→ **Source document**:
----------------------------------------

Why it is so hard to use Models in Software Development: Observations
(based on [FRS13])
In a previous SoSyM editorial, we asked what modeling contributes to the development process. We concluded that models are not so much of value for themselves, but exist to improve certain properties of the product, such as quality or maintainability, or of the process, such as cost-efficiency and predictability.
In this essay, we would like to report on specific findings that are based on the reported and own experience with some concrete modeling tools and frameworks of different types (without naming them) and draw some conclusions for further tool improvement.
The basic idea is simple: create a model in a source language (e.g., a class diagram or a state machine), take a code generator, and generate the code for it in a target language. The idea behind is that the model is much simpler and thus easier to write and assess than the resulting code. Some of the reasons are that a model can abstract from the implementation details as well as from the technological platform as well as from unnecessary details of the application domain. We can “measure” this by comparing the size of the model with that of the resulting code. And this indeed works and helps.

----------------------------------------

→ **Dataset section**:
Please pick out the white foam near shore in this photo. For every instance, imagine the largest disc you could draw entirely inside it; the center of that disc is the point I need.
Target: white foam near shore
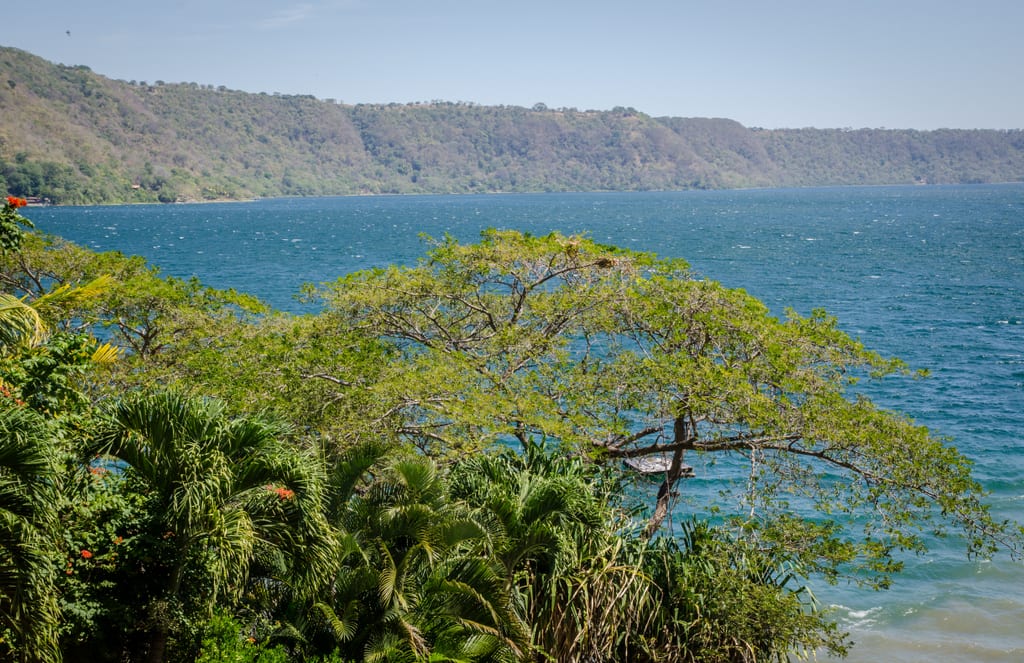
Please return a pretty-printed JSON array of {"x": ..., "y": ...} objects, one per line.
[{"x": 953, "y": 631}]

----------------------------------------

→ **Given request A**:
Please answer these questions using the essay on modeling in software development.
(i) According to the earlier SoSyM editorial, which product properties can models improve?
(ii) Which two kinds of model does the essay give as examples in a source language?
(iii) How can the simplicity of a model compared with its code be measured?
→ **Given request B**:
Decide whether each statement agrees with the essay on modeling in software development. Answer yes or no and quote the words that settle it.
(i) The essay names the modeling tools its findings are based on.
(ii) The earlier editorial concluded that models are valuable mainly for themselves.
(iii) A model can abstract from the technological platform.

→ **Right answer A**:
(i) Quality or maintainability.
(ii) A class diagram or a state machine.
(iii) By comparing the size of the model with that of the resulting code.

→ **Right answer B**:
(i) No: "(without naming them)"
(ii) No: "models are not so much of value for themselves"
(iii) Yes: "a model can abstract from the implementation details as well as from the technological platform"